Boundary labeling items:
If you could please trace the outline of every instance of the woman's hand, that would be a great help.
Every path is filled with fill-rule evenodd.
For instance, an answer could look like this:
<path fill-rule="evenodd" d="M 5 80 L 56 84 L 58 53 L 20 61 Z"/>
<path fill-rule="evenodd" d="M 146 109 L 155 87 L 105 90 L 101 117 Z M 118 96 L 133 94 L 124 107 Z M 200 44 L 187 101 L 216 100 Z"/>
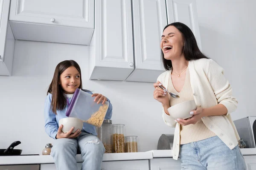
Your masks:
<path fill-rule="evenodd" d="M 79 129 L 78 129 L 74 133 L 71 134 L 72 131 L 73 131 L 73 130 L 74 129 L 74 127 L 72 127 L 68 132 L 64 133 L 61 131 L 62 128 L 63 128 L 63 125 L 61 125 L 58 129 L 58 133 L 57 133 L 57 135 L 56 135 L 56 139 L 75 138 L 81 134 L 81 131 L 80 131 L 80 130 Z"/>
<path fill-rule="evenodd" d="M 190 124 L 195 125 L 203 117 L 202 113 L 203 110 L 204 109 L 201 107 L 198 108 L 195 110 L 192 110 L 190 112 L 190 114 L 193 115 L 192 117 L 186 120 L 181 119 L 177 119 L 175 121 L 183 126 Z"/>
<path fill-rule="evenodd" d="M 164 91 L 162 88 L 157 87 L 158 86 L 162 86 L 166 89 L 158 81 L 157 82 L 154 83 L 154 87 L 155 88 L 154 91 L 154 98 L 162 103 L 163 105 L 169 105 L 169 96 L 168 93 Z"/>
<path fill-rule="evenodd" d="M 105 102 L 108 100 L 107 97 L 101 94 L 98 94 L 97 93 L 93 94 L 92 95 L 92 97 L 96 96 L 95 99 L 94 99 L 94 102 L 97 102 L 97 104 L 99 104 L 101 102 L 102 102 L 102 104 L 104 105 Z"/>

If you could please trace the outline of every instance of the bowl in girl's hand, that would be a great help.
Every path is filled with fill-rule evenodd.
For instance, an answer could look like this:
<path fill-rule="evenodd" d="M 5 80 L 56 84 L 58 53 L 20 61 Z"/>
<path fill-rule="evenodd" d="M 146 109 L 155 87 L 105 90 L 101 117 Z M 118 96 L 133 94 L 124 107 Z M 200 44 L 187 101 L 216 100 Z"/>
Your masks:
<path fill-rule="evenodd" d="M 189 100 L 174 105 L 167 109 L 170 115 L 173 119 L 185 119 L 193 116 L 189 113 L 196 109 L 195 100 Z"/>
<path fill-rule="evenodd" d="M 83 121 L 76 117 L 66 117 L 60 119 L 59 121 L 59 126 L 62 125 L 62 132 L 64 133 L 68 132 L 72 127 L 74 129 L 72 133 L 74 133 L 78 129 L 81 131 L 83 128 Z"/>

— TASK GOAL —
Can you reproduce all of the records above with "that would be a great help" swapped for "that would be much appreciated", changing nothing else and omitting the pictures?

— SOLUTION TO THIS TASK —
If you could please trace the outline of every instance of the woman's hand, that would be much appreciated.
Every path is filled with fill-rule evenodd.
For instance, an answer could look like this:
<path fill-rule="evenodd" d="M 5 80 L 56 84 L 58 53 L 20 61 Z"/>
<path fill-rule="evenodd" d="M 146 109 L 155 87 L 105 90 L 101 117 Z M 118 96 L 133 94 L 124 107 Z M 200 44 L 187 101 L 216 100 Z"/>
Your masks:
<path fill-rule="evenodd" d="M 79 129 L 78 129 L 74 133 L 71 134 L 72 131 L 73 131 L 73 130 L 74 129 L 74 127 L 72 127 L 68 132 L 64 133 L 61 131 L 62 128 L 63 128 L 63 125 L 61 125 L 58 129 L 58 133 L 57 133 L 57 135 L 56 135 L 56 139 L 75 138 L 81 134 L 81 131 L 80 131 L 80 130 Z"/>
<path fill-rule="evenodd" d="M 190 124 L 195 125 L 203 117 L 202 113 L 203 110 L 204 109 L 201 107 L 198 108 L 195 110 L 192 110 L 190 112 L 190 114 L 193 115 L 192 117 L 186 120 L 181 119 L 177 119 L 175 121 L 183 126 Z"/>
<path fill-rule="evenodd" d="M 164 91 L 162 88 L 157 87 L 158 86 L 162 86 L 166 89 L 158 81 L 157 82 L 154 83 L 154 87 L 155 88 L 154 91 L 154 98 L 162 103 L 163 105 L 169 105 L 169 96 L 168 93 Z"/>
<path fill-rule="evenodd" d="M 105 102 L 108 100 L 107 97 L 101 94 L 98 94 L 97 93 L 93 94 L 92 95 L 92 97 L 96 96 L 95 99 L 94 99 L 94 102 L 97 102 L 97 104 L 99 104 L 101 102 L 102 102 L 102 104 L 104 105 Z"/>

If you could please trace the outline of every instance of the bowl in girl's hand, that would be much appreciated.
Every path is filled with fill-rule evenodd.
For instance, an answer could look like this:
<path fill-rule="evenodd" d="M 5 80 L 56 84 L 58 53 L 20 61 Z"/>
<path fill-rule="evenodd" d="M 146 109 L 155 87 L 105 90 L 101 117 Z M 118 96 L 133 94 L 124 107 Z M 200 44 L 187 101 L 216 100 Z"/>
Your masks:
<path fill-rule="evenodd" d="M 189 100 L 174 105 L 167 109 L 170 115 L 173 119 L 185 119 L 193 116 L 189 113 L 196 109 L 195 100 Z"/>
<path fill-rule="evenodd" d="M 83 121 L 76 117 L 66 117 L 60 119 L 59 121 L 59 126 L 62 125 L 62 132 L 64 133 L 68 132 L 72 127 L 74 129 L 72 133 L 74 133 L 78 129 L 81 131 L 83 128 Z"/>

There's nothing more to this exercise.